◆ **DATA SECTION**:

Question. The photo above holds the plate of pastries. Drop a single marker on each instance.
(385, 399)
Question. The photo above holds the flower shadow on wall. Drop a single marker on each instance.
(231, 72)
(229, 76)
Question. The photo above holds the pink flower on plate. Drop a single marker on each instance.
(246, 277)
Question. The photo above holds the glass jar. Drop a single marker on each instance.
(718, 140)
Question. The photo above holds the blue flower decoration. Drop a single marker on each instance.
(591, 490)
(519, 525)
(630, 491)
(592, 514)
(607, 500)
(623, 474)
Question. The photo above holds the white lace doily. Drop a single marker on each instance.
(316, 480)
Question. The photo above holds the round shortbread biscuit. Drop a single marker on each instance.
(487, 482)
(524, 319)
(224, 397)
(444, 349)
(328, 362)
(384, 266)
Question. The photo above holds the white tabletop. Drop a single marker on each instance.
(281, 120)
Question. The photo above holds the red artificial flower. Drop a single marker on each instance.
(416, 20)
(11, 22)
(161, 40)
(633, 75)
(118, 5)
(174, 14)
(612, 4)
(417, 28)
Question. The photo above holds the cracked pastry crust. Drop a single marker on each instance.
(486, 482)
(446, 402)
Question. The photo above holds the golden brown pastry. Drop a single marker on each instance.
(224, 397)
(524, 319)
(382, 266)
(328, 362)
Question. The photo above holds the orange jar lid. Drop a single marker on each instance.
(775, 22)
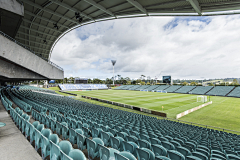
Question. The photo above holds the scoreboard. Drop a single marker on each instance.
(81, 81)
(167, 79)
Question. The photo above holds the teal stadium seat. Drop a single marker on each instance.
(117, 143)
(144, 153)
(106, 153)
(93, 147)
(172, 154)
(76, 154)
(124, 156)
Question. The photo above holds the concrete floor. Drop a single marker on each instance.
(13, 144)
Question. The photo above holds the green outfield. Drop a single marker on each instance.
(223, 113)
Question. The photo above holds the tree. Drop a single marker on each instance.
(71, 80)
(235, 82)
(119, 77)
(65, 80)
(211, 84)
(193, 83)
(89, 80)
(138, 81)
(97, 81)
(142, 77)
(108, 81)
(184, 83)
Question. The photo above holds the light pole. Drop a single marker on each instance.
(113, 63)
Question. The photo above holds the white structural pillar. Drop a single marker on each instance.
(113, 63)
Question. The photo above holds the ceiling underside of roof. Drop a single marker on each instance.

◆ **REQUIREMENTS**: Render all of the material above as a numbered list, one line per entry, omitting blank lines and leaving out the pictures.

◆ **SOLVED EXERCISE**:
1. Question. The photo above holds the plate of pastries. Drop a single marker on each instance.
2. (385, 399)
3. Question. The photo above holds the flower shadow on wall. Drop a single marker on each instance.
4. (231, 72)
5. (229, 76)
6. Question. The photo above holds the pink flower on plate. Drop a single marker on each instance.
7. (246, 277)
8. Question. The photo above holds the glass jar. Drop a single marker on each instance.
9. (718, 140)
10. Question. The photo above holds the blue flower decoration. Drop a single marker on each instance.
11. (591, 490)
12. (519, 525)
13. (630, 491)
14. (592, 514)
15. (607, 500)
16. (623, 474)
17. Question. The photo above holds the white lace doily. Drop a single marker on each instance.
18. (316, 480)
19. Question. The photo above holds the round shortbread biscuit. Drop a single marker on each instance.
20. (487, 482)
21. (524, 319)
22. (224, 397)
23. (444, 349)
24. (328, 362)
25. (384, 266)
26. Question. The photo above holds the white tabletop. Drop a single marker on each instance.
27. (281, 120)
28. Question. The photo above holds the red artificial flower. Drop a single marker on each instance.
29. (416, 20)
30. (11, 22)
31. (161, 40)
32. (633, 75)
33. (118, 5)
34. (174, 14)
35. (612, 4)
36. (417, 28)
37. Question. The photo above holds the cracked pastry crust. Drop a single marker on each instance.
38. (486, 482)
39. (446, 402)
40. Question. The photo above holds the golden brown pastry. Drop a single marker on each instance.
41. (224, 397)
42. (524, 319)
43. (382, 266)
44. (328, 362)
45. Question. The photo above holds the orange jar lid. Drop a single marker on each instance.
46. (775, 22)
47. Question. The photo above holds the scoreboard. Drop a single marker on each instance.
48. (81, 81)
49. (167, 79)
50. Question. The photo above holds the teal stadium seat. Drop a single marker on each instance.
51. (117, 143)
52. (144, 153)
53. (106, 153)
54. (93, 147)
55. (172, 154)
56. (76, 154)
57. (124, 156)
58. Question. The photo above holds the concrete floor. Drop a single marker on each instance.
59. (13, 144)
60. Question. The photo above holds the green outfield. Drop a single marker on each instance.
61. (223, 113)
62. Question. The photo above holds the tree. Drop a single marker on each instance.
63. (71, 80)
64. (235, 82)
65. (119, 77)
66. (65, 80)
67. (211, 84)
68. (193, 83)
69. (89, 80)
70. (138, 81)
71. (97, 81)
72. (142, 77)
73. (108, 81)
74. (184, 83)
75. Question. The photo above holds the light pole. Drop a single marker on each instance.
76. (113, 63)
77. Question. The photo above holds the white structural pillar. Drop a single marker on each instance.
78. (113, 63)
79. Question. The photo above holds the ceiling underside of roof. Drop a single marker on each instance.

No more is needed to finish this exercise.